═══ Provided text ═══

Research supervisor: M.G. Bottone

Collaborations: M. Biggiogera, (Dip. Biologia e Biotecnologie, UNIPV); A. Forlino (Dip. Medicina Molecolare, UNIPV)

(i) Astrocytic tumors

ia) Identification of biomarkers to aid in the histopathologic diagnosis of astrocytic tumors, important in the stratification of patients (molecular subtyping) and, in general, for personalized medicine. Development of preclinical protocols for the modulation of autophagic programmed cell death. Translational medicine studies for the development of preclinical therapeutic protocols adjuvant to chemotherapy or radiation treatments.

Research supervisor: S. Comincini

Collaborations: T. Florio (Dept. Internal Medicine and Medical Specialties, University of Genoa) and G. Fossati  (ITALFARMACO spa, Milan).

-ib) Development of preclinical anticancer therapeutic strategies based on the use of exosomes and the modification of their molecular content.

═══ Raw data ═══

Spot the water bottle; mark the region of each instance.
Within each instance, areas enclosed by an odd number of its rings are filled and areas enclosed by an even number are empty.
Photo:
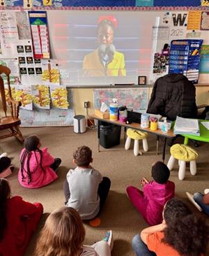
[[[118,118],[118,99],[113,99],[112,102],[109,104],[109,120],[117,121]]]
[[[149,127],[149,115],[141,114],[141,127],[148,128]]]

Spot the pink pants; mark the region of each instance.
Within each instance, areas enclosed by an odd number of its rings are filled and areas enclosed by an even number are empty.
[[[138,190],[136,187],[129,186],[126,189],[127,196],[133,204],[136,209],[141,213],[144,220],[150,225],[153,223],[149,221],[149,218],[147,215],[146,208],[148,205],[147,200],[144,198],[142,191]]]

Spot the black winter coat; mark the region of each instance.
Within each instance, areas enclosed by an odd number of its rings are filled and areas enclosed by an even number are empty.
[[[158,78],[153,89],[147,113],[159,114],[170,120],[175,120],[177,115],[196,118],[194,85],[179,73]]]

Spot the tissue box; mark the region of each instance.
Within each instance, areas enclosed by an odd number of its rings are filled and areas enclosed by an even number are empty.
[[[164,123],[163,120],[160,120],[157,122],[158,129],[162,129],[162,124]],[[169,130],[171,128],[172,121],[167,120],[168,129]]]
[[[95,108],[94,110],[94,113],[95,114],[95,115],[98,115],[100,118],[106,118],[106,119],[109,118],[109,113],[107,111],[102,112],[99,109]]]

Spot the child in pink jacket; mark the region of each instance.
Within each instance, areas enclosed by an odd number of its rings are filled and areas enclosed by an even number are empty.
[[[61,159],[54,158],[48,152],[47,148],[40,149],[40,139],[36,135],[27,137],[24,143],[24,148],[20,153],[21,167],[18,180],[23,187],[37,188],[45,186],[56,180],[56,169]]]
[[[174,197],[175,184],[168,180],[169,176],[167,165],[157,162],[152,168],[154,180],[148,181],[145,178],[141,180],[143,192],[132,186],[126,189],[134,206],[150,225],[162,223],[164,206]]]

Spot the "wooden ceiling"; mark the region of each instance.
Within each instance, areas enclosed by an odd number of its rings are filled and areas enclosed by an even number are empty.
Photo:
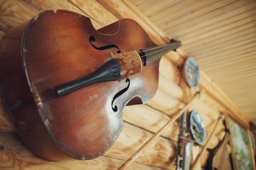
[[[133,1],[256,124],[256,1]]]

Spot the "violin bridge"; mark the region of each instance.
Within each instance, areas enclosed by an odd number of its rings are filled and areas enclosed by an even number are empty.
[[[38,107],[38,108],[42,108],[43,103],[42,103],[42,100],[41,100],[41,97],[38,96],[38,95],[36,95],[35,93],[33,93],[33,96],[36,105]]]
[[[120,63],[122,70],[122,79],[142,72],[142,60],[137,51],[110,55],[113,58],[117,58]]]

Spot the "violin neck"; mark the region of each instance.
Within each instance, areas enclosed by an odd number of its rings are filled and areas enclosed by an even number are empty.
[[[151,47],[141,50],[141,57],[144,60],[144,66],[148,65],[157,60],[160,59],[163,55],[170,51],[176,51],[181,46],[181,42],[177,40],[172,40],[171,43]]]

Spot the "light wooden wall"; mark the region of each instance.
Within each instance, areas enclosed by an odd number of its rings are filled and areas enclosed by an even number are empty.
[[[129,1],[1,0],[0,6],[1,37],[11,28],[40,12],[61,8],[90,17],[97,29],[118,19],[131,18],[139,23],[156,43],[165,44],[169,40],[166,35],[154,26]],[[194,91],[186,85],[181,74],[186,57],[182,50],[169,52],[162,57],[159,86],[155,96],[146,105],[125,108],[124,128],[121,135],[103,156],[92,160],[53,162],[37,157],[21,142],[0,101],[0,169],[117,169],[193,97]],[[201,113],[208,135],[212,131],[220,112],[229,113],[248,127],[248,120],[203,72],[201,72],[200,89],[204,89],[206,94],[189,110],[195,109]],[[129,169],[174,169],[178,132],[178,122],[175,122]],[[224,135],[223,126],[218,126],[209,149],[214,148]],[[193,154],[196,156],[201,149],[194,146]],[[208,156],[207,151],[201,160],[202,167]],[[201,168],[199,166],[197,169]]]
[[[256,1],[132,1],[256,124]]]

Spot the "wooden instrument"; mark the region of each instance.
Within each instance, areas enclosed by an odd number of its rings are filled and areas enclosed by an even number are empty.
[[[224,120],[223,123],[225,125]],[[208,159],[209,161],[207,164],[207,169],[232,169],[230,156],[228,152],[228,142],[230,132],[226,127],[225,132],[226,133],[223,139],[220,142],[220,143],[212,152],[212,154],[210,157]]]
[[[179,46],[156,45],[130,19],[96,30],[80,14],[47,11],[1,42],[4,103],[37,155],[93,159],[119,136],[124,107],[153,97],[161,57]]]

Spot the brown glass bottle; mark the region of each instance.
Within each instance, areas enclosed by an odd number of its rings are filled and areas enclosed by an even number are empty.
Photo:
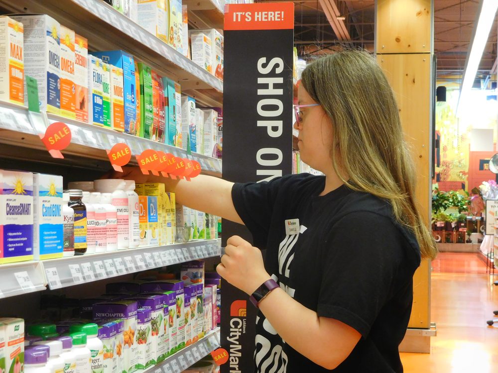
[[[70,189],[68,206],[74,210],[74,254],[82,255],[87,252],[87,208],[81,201],[83,192]]]

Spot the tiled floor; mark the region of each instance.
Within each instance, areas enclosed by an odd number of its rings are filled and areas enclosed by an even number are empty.
[[[440,253],[432,262],[431,321],[437,336],[430,354],[401,354],[406,373],[497,373],[498,280],[486,274],[481,254]],[[494,316],[498,319],[498,316]]]

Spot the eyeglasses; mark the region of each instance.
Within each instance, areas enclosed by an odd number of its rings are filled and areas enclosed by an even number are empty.
[[[299,110],[300,107],[310,107],[311,106],[320,106],[319,103],[310,103],[308,105],[296,105],[294,106],[294,112],[296,114],[296,121],[297,123],[301,123],[303,121],[302,118],[301,117],[301,110]]]

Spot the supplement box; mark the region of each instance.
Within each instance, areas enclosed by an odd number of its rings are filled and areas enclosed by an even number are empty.
[[[158,217],[157,216],[157,197],[152,195],[147,196],[147,219],[148,221],[147,233],[150,235],[149,245],[157,246],[159,245]]]
[[[98,57],[88,55],[88,122],[104,126],[104,66]]]
[[[76,120],[88,122],[88,41],[78,34],[74,35],[75,111]]]
[[[137,22],[155,36],[167,42],[166,30],[169,14],[168,0],[136,0]]]
[[[137,329],[135,333],[136,344],[137,370],[145,369],[155,364],[152,357],[152,335],[150,330],[151,310],[139,308],[136,312]]]
[[[190,144],[191,151],[197,152],[195,99],[190,96],[182,95],[181,105],[182,133],[184,134],[182,146],[183,149],[188,150],[188,144]]]
[[[10,17],[24,26],[24,74],[37,82],[40,110],[60,114],[60,24],[46,14]],[[27,102],[25,86],[24,105]]]
[[[5,339],[5,346],[1,349],[5,357],[3,372],[22,372],[24,364],[24,320],[14,317],[0,318],[0,336]]]
[[[62,258],[64,240],[62,177],[34,174],[33,203],[33,259]]]
[[[140,77],[141,123],[139,136],[150,139],[152,138],[152,127],[154,120],[152,74],[150,68],[141,62],[138,63],[138,72]]]
[[[102,61],[123,70],[123,94],[115,92],[117,96],[122,95],[124,132],[134,135],[136,133],[136,93],[139,90],[135,76],[135,62],[133,56],[122,50],[97,52],[94,53]],[[118,84],[117,82],[116,83]],[[118,86],[120,85],[118,84]],[[113,90],[111,90],[112,93]],[[139,92],[139,91],[138,91]],[[112,97],[112,96],[111,96]]]
[[[24,104],[24,28],[22,23],[0,16],[0,99]]]
[[[74,31],[61,25],[61,115],[76,119]]]
[[[164,296],[150,295],[137,296],[130,298],[136,301],[140,308],[148,309],[150,314],[150,349],[151,360],[155,364],[166,358],[164,347]]]
[[[95,320],[110,318],[122,319],[124,321],[122,372],[127,373],[131,373],[136,370],[137,345],[135,343],[137,328],[136,311],[136,302],[131,300],[99,303],[94,304],[93,307],[93,318]]]
[[[207,71],[213,73],[213,59],[211,56],[213,41],[206,30],[189,31],[192,46],[192,60]]]
[[[33,259],[33,174],[0,170],[0,263]]]
[[[185,285],[194,285],[204,282],[204,262],[193,260],[182,263],[180,278]]]

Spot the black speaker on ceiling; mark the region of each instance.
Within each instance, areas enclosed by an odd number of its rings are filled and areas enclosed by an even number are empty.
[[[436,89],[436,100],[438,102],[446,102],[446,87],[440,86]]]

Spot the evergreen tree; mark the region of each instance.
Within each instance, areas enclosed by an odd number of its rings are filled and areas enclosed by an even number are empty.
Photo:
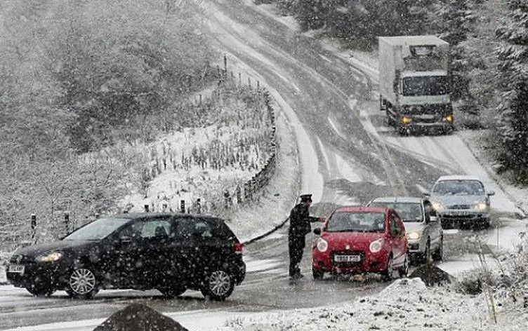
[[[471,32],[475,17],[469,0],[441,0],[433,6],[433,28],[440,38],[450,45],[451,74],[453,100],[470,100],[470,69],[464,41]]]
[[[496,31],[500,44],[498,82],[501,100],[496,134],[501,171],[528,184],[528,3],[506,2],[508,14]]]

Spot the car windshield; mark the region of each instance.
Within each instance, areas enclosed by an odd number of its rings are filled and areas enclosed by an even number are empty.
[[[75,230],[65,241],[98,241],[114,232],[130,221],[128,218],[100,218]]]
[[[484,185],[478,180],[442,180],[433,188],[433,193],[440,196],[477,196],[484,192]]]
[[[336,212],[328,220],[327,232],[384,232],[383,212]]]
[[[422,222],[423,220],[422,206],[419,203],[374,202],[371,205],[392,208],[396,210],[404,222]]]

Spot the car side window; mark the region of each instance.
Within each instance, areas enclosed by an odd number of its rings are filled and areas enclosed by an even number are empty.
[[[166,219],[148,219],[143,223],[141,229],[141,238],[169,238],[171,233],[171,222]]]
[[[177,233],[183,238],[211,238],[213,227],[206,219],[194,217],[183,217],[178,219]]]
[[[119,237],[130,237],[133,239],[151,239],[169,238],[171,222],[166,219],[151,219],[136,222],[124,228]]]

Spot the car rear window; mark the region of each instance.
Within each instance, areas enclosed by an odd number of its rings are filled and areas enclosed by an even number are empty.
[[[373,202],[370,205],[392,208],[396,210],[404,222],[422,222],[423,220],[422,206],[418,203]]]
[[[328,220],[326,232],[384,232],[383,212],[336,212]]]
[[[176,222],[176,233],[184,238],[217,238],[237,240],[235,234],[218,218],[182,217]]]

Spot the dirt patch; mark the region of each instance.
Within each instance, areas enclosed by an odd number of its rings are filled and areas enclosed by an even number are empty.
[[[93,331],[189,331],[179,323],[140,304],[116,311]]]
[[[427,286],[442,285],[454,281],[452,276],[431,264],[420,266],[414,271],[409,278],[419,278]]]

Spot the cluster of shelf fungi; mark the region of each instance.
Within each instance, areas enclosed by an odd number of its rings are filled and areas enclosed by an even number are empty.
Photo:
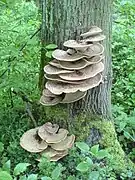
[[[96,26],[80,36],[82,40],[64,42],[68,49],[56,49],[54,60],[44,67],[48,81],[40,98],[42,105],[78,101],[102,82],[104,47],[100,42],[105,36]]]
[[[103,81],[105,39],[99,27],[80,35],[81,40],[68,40],[66,51],[56,49],[50,61],[44,67],[48,80],[40,98],[40,103],[52,106],[59,103],[72,103],[85,97],[87,91],[99,86]],[[20,139],[20,145],[27,151],[41,153],[50,161],[58,161],[68,154],[75,141],[75,136],[68,135],[66,129],[59,129],[50,122],[28,130]]]

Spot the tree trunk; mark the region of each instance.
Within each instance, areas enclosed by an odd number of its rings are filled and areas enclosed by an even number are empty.
[[[64,48],[62,46],[64,41],[79,39],[80,34],[87,32],[92,25],[101,27],[106,35],[103,83],[89,90],[84,99],[68,105],[67,124],[77,139],[86,140],[90,145],[100,143],[101,146],[109,148],[113,159],[117,159],[114,166],[117,164],[116,168],[123,169],[126,167],[125,154],[117,141],[111,121],[112,0],[42,1],[46,7],[43,25],[46,31],[44,34],[46,44],[55,43],[59,48]],[[53,119],[57,119],[56,116],[61,119],[64,112],[59,106],[46,108],[46,114]]]

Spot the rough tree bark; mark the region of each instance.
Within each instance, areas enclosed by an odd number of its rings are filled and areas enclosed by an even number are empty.
[[[44,32],[42,38],[46,44],[55,43],[63,48],[62,43],[65,40],[78,39],[79,35],[88,31],[91,25],[97,25],[103,29],[106,35],[104,83],[89,90],[84,99],[68,105],[67,124],[79,140],[86,140],[90,145],[99,143],[108,148],[112,159],[115,159],[114,166],[117,169],[126,168],[125,154],[117,141],[115,128],[111,121],[112,0],[42,0],[42,5],[42,32]],[[42,59],[41,69],[43,65]],[[46,108],[46,113],[49,112],[49,117],[52,114],[52,118],[55,118],[56,113],[63,111],[61,109],[62,107],[59,108],[59,112],[54,110],[53,114],[52,108],[51,110]],[[58,114],[58,116],[62,115]]]

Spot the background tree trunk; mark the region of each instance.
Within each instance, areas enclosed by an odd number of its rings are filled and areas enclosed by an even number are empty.
[[[79,140],[87,140],[90,145],[100,143],[101,146],[109,148],[113,158],[118,160],[115,165],[118,164],[117,167],[123,169],[126,167],[125,154],[117,141],[114,125],[110,121],[112,0],[42,1],[46,8],[43,15],[45,23],[42,27],[45,30],[46,44],[55,43],[59,48],[64,48],[62,46],[64,41],[79,39],[80,34],[88,31],[92,25],[101,27],[106,35],[104,83],[89,90],[84,99],[68,105],[67,124]],[[60,111],[63,111],[62,107]],[[52,107],[51,112],[46,108],[47,112],[52,118],[58,114],[57,110],[52,113]],[[62,115],[58,114],[58,118],[61,117]]]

═══

Task directions
Transcribe the research summary from "Collaborations: M. Biggiogera, (Dip." up to and including "or radiation treatments.".

Answer
Collaborations: M. Biggiogera, (Dip. Biologia e Biotecnologie, UNIPV); A. Forlino (Dip. Medicina Molecolare, UNIPV)

(i) Astrocytic tumors

ia) Identification of biomarkers to aid in the histopathologic diagnosis of astrocytic tumors, important in the stratification of patients (molecular subtyping) and, in general, for personalized medicine. Development of preclinical protocols for the modulation of autophagic programmed cell death. Translational medicine studies for the development of preclinical therapeutic protocols adjuvant to chemotherapy or radiation treatments.